## CONSEGNA A
Ripeti parola per parola il passo del testo sull'Inno di Mameli che va da "Dopo il referendum" a "a presa rapida.".

## TESTO DI PARTENZA
####

Dopo 71 anni Mameli non è più precario

Dopo 71 anni, l’Inno di Mameli diventerà, definitivamente, l’inno ufficiale della Repubblica Italiana. Vi chiederete: ma perché fino a mo’? Era provvisorio. Nel Paese di San Precario, pure l’inno aveva un contratto a progetto. Poi alla fine hanno deciso di regolarizzarlo. Manca solo l’ultimo passaggio al Senato.

Dopo il referendum lombardo veneto, i rigurgiti di autonomia ed indipendenza che muovono l’Europa, ingessata, delle Nazioni (e qualche strilletto autonomista pure a Mezzogiorno) evidentemente in Parlamento hanno pensato bene di puntellare le fondamenta unitarie repubblicane con una mano di stucco a presa rapida.

####

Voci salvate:
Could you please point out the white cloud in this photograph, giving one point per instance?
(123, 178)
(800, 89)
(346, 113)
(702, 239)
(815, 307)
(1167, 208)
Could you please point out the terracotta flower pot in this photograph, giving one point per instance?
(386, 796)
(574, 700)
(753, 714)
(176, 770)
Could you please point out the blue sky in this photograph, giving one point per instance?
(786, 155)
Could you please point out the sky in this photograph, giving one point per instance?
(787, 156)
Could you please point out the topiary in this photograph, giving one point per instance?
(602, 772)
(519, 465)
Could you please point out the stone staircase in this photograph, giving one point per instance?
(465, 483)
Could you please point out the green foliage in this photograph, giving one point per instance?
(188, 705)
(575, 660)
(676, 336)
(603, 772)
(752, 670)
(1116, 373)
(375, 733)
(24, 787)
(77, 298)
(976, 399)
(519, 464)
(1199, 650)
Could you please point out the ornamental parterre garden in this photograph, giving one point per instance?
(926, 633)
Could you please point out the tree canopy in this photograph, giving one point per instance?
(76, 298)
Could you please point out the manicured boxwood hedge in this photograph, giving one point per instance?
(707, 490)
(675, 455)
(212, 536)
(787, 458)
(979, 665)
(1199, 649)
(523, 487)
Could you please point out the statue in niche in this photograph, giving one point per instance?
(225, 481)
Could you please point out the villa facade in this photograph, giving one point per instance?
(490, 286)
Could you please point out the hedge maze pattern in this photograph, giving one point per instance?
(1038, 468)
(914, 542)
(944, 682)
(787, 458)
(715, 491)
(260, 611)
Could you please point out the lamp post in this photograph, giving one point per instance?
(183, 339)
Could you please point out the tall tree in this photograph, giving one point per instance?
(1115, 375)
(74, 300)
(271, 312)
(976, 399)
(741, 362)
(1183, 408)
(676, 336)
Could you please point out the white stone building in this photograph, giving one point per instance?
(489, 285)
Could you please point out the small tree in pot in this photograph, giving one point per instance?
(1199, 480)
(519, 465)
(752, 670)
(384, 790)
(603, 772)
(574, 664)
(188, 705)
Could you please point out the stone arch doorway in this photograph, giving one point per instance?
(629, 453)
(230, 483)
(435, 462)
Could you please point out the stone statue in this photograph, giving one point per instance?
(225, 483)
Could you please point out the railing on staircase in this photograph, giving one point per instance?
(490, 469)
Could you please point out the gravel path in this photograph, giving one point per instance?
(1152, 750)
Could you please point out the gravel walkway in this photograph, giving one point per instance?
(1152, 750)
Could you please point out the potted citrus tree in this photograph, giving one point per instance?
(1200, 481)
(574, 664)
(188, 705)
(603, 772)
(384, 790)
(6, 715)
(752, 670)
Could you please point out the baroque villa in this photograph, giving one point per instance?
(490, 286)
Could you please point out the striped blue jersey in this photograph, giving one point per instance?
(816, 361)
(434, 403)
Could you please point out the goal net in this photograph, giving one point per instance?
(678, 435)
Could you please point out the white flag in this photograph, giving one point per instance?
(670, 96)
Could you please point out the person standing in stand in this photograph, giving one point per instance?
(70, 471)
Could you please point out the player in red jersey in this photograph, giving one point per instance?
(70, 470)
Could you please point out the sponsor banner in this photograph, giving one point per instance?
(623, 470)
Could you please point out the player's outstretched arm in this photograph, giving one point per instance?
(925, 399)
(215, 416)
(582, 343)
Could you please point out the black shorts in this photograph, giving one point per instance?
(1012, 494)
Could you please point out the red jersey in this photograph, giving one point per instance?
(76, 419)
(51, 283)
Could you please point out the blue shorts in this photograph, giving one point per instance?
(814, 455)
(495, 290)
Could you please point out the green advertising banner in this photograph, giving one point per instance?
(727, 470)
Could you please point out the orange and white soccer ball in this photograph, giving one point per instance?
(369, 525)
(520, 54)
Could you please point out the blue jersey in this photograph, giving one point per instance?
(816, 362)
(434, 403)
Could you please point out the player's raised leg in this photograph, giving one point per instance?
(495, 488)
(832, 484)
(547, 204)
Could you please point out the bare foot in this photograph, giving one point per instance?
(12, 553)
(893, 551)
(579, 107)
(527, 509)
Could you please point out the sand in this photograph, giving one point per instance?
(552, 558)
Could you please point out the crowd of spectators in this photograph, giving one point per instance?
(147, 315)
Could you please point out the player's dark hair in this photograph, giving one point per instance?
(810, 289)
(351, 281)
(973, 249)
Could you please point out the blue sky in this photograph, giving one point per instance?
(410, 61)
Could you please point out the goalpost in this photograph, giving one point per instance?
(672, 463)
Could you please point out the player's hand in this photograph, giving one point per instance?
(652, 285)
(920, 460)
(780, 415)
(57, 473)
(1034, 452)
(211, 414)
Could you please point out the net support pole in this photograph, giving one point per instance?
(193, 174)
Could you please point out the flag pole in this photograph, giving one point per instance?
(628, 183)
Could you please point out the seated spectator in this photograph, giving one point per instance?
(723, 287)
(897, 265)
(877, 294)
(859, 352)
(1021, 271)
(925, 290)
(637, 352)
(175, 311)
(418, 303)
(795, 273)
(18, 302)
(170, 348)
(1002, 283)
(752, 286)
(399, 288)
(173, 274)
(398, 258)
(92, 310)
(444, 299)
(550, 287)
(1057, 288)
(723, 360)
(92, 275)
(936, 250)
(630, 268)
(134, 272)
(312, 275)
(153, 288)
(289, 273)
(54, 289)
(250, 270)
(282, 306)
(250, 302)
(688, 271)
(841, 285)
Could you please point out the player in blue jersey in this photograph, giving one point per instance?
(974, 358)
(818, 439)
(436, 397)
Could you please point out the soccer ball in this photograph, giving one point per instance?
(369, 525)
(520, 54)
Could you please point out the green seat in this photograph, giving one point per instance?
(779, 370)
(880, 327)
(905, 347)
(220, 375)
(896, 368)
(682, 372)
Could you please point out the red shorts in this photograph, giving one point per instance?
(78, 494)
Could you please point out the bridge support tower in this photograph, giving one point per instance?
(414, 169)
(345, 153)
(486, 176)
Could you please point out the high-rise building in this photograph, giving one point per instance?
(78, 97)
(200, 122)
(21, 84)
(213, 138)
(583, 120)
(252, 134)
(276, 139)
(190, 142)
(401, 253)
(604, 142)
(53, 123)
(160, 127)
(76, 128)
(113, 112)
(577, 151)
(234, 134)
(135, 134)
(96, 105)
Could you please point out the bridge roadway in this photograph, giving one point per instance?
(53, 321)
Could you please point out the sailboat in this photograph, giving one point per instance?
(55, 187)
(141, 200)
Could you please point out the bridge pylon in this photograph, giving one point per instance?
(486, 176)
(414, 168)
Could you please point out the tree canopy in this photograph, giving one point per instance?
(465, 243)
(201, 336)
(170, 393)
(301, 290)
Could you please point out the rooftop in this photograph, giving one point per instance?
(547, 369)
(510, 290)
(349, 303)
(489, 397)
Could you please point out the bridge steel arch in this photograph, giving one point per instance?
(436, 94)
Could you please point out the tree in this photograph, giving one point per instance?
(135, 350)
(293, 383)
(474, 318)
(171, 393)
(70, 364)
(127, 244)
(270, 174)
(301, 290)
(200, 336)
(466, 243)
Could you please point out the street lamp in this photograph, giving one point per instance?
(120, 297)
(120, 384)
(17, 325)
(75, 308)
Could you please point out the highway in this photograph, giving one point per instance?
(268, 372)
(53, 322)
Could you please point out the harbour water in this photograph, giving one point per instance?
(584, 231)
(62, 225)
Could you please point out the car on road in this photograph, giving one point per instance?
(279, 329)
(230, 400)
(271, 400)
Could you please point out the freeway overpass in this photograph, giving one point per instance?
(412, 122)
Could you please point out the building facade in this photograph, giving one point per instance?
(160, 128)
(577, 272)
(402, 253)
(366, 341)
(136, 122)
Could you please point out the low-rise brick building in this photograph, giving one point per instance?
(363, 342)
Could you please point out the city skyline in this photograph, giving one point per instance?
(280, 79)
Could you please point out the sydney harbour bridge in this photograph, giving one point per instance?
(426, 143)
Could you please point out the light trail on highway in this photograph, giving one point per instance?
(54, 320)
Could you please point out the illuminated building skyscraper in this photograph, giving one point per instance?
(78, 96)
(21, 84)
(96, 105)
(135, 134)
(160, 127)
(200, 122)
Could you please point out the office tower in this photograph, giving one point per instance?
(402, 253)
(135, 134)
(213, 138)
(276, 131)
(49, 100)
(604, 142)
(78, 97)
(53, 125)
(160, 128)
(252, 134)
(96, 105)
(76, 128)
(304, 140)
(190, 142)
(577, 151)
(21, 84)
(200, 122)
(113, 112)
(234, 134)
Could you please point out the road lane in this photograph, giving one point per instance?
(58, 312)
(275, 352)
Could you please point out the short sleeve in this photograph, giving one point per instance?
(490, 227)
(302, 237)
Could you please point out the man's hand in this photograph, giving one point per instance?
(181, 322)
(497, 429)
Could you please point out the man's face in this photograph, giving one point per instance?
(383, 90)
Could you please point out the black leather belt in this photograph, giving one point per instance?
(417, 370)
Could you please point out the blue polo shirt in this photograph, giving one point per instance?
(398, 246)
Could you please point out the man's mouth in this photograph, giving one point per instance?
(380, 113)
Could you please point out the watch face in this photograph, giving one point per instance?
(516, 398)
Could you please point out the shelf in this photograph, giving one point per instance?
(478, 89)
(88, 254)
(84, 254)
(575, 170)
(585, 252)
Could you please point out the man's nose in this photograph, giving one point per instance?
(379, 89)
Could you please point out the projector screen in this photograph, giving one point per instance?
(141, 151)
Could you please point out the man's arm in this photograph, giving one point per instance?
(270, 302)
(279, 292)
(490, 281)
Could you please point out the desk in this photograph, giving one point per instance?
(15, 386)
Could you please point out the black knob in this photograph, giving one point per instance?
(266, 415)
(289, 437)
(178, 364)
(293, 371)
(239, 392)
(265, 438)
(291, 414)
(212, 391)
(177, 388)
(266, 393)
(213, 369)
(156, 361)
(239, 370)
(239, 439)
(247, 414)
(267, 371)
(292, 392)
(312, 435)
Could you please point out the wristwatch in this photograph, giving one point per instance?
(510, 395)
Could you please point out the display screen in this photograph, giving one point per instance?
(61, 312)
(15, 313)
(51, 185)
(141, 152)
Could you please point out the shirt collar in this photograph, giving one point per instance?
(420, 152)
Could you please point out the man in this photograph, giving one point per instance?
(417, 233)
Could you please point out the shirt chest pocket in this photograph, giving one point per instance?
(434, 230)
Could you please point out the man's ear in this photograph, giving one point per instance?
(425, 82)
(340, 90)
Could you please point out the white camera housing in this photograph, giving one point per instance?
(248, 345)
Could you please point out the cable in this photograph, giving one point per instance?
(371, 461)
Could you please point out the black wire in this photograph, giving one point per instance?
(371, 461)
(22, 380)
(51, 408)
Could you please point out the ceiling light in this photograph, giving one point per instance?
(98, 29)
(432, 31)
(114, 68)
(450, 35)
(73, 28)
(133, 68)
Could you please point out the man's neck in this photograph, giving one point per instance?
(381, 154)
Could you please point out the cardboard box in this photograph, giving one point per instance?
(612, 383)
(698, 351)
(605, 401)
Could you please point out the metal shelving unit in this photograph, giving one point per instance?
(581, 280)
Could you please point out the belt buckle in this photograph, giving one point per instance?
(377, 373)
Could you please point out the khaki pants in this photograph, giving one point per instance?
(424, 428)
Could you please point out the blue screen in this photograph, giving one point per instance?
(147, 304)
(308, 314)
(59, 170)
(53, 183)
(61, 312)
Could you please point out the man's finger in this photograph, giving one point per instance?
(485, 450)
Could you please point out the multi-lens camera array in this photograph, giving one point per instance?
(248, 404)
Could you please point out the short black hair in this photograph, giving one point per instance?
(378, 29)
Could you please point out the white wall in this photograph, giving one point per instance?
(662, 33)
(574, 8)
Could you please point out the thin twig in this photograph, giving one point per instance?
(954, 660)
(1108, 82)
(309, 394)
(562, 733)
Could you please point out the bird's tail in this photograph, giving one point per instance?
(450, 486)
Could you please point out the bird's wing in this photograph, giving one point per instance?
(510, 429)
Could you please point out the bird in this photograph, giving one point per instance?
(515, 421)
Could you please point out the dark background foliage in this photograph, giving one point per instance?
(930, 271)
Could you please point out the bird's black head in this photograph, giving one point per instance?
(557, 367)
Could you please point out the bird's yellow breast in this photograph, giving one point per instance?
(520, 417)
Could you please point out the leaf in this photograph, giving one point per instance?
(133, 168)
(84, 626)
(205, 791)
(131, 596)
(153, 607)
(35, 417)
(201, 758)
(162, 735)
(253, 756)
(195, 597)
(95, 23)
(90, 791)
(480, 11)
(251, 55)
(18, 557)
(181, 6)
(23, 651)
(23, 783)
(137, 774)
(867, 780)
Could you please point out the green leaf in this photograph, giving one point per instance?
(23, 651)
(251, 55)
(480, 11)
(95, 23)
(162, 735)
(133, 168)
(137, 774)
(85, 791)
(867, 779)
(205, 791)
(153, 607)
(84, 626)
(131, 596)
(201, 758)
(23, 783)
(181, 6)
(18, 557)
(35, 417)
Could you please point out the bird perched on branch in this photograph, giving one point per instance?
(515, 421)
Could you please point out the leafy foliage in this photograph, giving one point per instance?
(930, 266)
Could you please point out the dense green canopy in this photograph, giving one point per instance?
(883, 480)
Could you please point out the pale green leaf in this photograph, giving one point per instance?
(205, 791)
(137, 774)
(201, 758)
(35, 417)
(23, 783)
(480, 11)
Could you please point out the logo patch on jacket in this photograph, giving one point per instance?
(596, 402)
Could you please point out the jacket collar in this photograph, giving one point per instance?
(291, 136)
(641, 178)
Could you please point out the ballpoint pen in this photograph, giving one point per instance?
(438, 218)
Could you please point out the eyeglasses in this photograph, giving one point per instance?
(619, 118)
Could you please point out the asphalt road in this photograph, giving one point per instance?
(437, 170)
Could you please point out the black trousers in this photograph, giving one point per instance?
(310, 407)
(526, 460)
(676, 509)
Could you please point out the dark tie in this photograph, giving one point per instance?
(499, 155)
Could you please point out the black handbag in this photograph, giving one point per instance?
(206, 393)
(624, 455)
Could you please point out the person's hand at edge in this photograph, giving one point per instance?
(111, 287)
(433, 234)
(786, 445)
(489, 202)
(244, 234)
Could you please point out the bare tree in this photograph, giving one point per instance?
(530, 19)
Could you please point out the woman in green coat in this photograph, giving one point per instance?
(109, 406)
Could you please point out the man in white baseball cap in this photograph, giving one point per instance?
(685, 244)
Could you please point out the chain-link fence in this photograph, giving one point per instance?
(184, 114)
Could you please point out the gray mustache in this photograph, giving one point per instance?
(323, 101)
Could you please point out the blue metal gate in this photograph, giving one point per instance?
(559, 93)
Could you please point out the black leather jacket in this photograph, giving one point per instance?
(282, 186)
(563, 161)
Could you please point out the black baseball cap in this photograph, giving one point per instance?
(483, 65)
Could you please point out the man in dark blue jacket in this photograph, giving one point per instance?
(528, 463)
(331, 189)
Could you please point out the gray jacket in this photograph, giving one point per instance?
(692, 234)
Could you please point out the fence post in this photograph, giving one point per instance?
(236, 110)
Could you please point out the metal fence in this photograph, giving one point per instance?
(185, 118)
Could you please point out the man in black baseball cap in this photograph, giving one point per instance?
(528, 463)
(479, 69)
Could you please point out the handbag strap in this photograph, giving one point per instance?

####

## CONSEGNA B
Raccogli tutte le righe qui sopra che contengono la parola "hedge". Maiuscole e minuscole contano.

## RISPOSTA SCRITTA A
Dopo il referendum lombardo veneto, i rigurgiti di autonomia ed indipendenza che muovono l’Europa, ingessata, delle Nazioni (e qualche strilletto autonomista pure a Mezzogiorno) evidentemente in Parlamento hanno pensato bene di puntellare le fondamenta unitarie repubblicane con una mano di stucco a presa rapida.

## RISPOSTA SCRITTA B
Could you please point out the manicured boxwood hedge in this photograph, giving one point per instance?
Could you please point out the hedge maze pattern in this photograph, giving one point per instance?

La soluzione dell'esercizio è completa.